■ Problem ■
Reproduce the data below line for line, without the pictures.

■ Records to process ■

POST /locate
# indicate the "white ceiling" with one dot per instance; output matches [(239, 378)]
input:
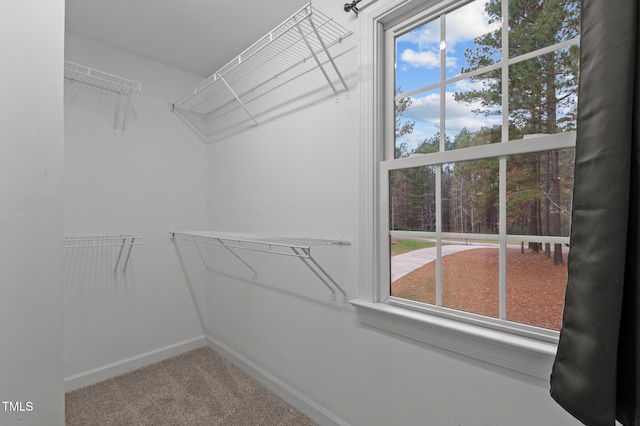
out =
[(197, 36)]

■ Result of this task ■
POST /locate
# indicate the "white ceiling" with one dot per instance; output matches [(239, 378)]
input:
out =
[(197, 36)]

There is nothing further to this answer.